» GIVEN TASK:
Please write out, word for word, the part of the entries below that opens with the line containing "Flashcard — Front: Point out the green strawberry" and closes with the line containing "[45,105,112,151]".

» RECORD EXTRACTS:
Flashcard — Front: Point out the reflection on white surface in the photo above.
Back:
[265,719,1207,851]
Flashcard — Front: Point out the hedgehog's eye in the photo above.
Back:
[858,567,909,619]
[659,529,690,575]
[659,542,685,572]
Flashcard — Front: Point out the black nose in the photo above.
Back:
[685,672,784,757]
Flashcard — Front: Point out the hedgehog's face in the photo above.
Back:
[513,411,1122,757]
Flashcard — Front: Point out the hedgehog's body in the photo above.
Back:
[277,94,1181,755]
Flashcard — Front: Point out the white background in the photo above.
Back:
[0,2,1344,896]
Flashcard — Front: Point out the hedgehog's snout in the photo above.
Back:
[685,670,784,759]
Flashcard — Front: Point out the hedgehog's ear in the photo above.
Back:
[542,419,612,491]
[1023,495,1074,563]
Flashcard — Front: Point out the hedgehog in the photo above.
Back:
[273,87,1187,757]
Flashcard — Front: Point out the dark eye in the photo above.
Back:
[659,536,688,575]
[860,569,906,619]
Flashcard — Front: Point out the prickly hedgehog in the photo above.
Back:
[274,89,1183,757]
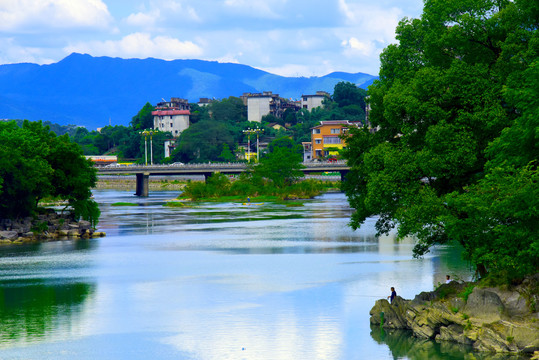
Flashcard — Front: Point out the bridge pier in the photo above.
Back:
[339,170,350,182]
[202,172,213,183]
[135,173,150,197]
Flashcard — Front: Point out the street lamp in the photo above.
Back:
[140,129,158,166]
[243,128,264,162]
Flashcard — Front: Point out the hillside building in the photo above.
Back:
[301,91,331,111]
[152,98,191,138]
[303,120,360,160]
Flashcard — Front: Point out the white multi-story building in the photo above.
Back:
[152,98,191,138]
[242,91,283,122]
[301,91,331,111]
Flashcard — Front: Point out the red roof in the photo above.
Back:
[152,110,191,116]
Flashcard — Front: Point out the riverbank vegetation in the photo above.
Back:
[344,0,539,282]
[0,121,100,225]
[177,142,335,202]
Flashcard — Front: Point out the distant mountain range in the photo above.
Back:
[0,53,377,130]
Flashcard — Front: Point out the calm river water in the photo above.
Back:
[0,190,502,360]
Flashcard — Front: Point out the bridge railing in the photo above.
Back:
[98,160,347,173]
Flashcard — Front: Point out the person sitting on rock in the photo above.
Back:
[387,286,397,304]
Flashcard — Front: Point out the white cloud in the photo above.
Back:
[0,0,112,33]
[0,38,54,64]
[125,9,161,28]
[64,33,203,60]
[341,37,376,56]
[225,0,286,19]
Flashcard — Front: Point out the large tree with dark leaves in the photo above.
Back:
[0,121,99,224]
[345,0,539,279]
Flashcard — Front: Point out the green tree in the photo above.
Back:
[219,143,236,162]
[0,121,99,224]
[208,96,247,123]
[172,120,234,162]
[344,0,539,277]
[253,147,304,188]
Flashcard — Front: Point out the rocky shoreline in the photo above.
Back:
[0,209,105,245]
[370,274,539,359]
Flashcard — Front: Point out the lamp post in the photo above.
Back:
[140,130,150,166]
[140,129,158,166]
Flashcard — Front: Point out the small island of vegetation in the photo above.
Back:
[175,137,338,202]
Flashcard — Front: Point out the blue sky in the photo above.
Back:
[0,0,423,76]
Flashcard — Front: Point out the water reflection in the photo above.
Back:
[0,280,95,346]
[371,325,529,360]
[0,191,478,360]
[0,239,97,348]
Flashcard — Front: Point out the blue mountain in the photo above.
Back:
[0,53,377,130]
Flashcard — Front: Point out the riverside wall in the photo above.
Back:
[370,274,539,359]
---
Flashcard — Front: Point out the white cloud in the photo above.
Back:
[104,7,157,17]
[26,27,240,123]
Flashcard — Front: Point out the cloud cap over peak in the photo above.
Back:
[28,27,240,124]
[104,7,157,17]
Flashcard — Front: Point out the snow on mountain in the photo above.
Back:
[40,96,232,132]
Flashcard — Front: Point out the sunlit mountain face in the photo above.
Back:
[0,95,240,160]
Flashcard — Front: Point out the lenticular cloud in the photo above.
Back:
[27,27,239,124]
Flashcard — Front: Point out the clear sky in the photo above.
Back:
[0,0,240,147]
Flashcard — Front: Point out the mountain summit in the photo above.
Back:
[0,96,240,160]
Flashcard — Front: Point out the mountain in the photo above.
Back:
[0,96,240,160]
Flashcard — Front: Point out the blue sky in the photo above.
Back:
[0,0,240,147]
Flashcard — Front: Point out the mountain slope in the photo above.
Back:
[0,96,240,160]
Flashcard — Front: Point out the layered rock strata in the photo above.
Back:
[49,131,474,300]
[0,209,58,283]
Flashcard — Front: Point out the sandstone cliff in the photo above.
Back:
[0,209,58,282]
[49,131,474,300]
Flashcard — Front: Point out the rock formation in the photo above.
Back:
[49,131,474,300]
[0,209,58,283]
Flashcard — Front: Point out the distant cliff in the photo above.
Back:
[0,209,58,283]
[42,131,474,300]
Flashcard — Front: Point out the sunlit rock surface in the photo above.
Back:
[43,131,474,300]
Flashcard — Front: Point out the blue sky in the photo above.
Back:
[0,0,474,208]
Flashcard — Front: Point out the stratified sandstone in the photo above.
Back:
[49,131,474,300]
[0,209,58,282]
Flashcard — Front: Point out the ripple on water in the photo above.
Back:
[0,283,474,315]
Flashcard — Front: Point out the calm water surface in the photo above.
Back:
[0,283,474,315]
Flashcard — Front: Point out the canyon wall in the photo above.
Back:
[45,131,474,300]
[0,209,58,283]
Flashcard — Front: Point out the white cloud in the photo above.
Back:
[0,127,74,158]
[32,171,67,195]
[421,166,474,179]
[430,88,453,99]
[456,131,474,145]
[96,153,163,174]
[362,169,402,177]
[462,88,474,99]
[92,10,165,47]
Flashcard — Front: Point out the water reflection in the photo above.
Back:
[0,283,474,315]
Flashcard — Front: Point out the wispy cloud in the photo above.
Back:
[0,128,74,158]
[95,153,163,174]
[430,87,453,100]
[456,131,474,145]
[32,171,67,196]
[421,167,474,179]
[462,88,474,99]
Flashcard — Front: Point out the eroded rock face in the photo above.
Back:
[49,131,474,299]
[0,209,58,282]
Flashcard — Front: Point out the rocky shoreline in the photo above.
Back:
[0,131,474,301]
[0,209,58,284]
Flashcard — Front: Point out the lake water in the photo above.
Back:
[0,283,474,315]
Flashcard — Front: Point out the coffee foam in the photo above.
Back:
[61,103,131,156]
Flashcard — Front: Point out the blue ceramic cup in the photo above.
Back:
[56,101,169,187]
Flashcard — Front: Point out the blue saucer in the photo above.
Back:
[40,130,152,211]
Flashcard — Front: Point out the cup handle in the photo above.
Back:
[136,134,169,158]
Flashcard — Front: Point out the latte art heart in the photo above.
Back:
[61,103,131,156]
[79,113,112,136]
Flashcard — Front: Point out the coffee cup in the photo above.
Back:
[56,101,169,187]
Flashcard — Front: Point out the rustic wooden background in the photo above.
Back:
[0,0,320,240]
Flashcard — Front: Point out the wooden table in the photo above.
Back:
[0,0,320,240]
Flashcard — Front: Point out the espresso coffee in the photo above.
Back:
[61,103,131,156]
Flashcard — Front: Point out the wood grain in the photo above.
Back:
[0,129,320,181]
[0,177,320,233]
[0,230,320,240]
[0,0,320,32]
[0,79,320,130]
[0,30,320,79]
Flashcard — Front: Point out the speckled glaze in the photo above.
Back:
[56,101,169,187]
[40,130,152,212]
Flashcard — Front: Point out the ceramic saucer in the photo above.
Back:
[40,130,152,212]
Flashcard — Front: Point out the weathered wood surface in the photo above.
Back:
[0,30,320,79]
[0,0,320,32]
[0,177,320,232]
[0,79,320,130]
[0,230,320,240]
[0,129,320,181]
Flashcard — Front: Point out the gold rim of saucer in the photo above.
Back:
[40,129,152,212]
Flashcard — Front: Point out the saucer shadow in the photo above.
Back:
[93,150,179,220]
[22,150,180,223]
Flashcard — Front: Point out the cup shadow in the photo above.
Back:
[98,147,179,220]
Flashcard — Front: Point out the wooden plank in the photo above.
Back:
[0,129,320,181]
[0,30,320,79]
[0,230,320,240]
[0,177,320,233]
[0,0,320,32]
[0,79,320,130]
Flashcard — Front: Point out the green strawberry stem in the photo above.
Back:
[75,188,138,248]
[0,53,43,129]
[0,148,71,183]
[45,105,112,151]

» RESPONSE TO THIS EXERCISE:
Flashcard — Front: Point out the green strawberry stem in the photo above.
Back:
[75,188,138,248]
[0,53,43,129]
[0,148,71,183]
[45,105,112,151]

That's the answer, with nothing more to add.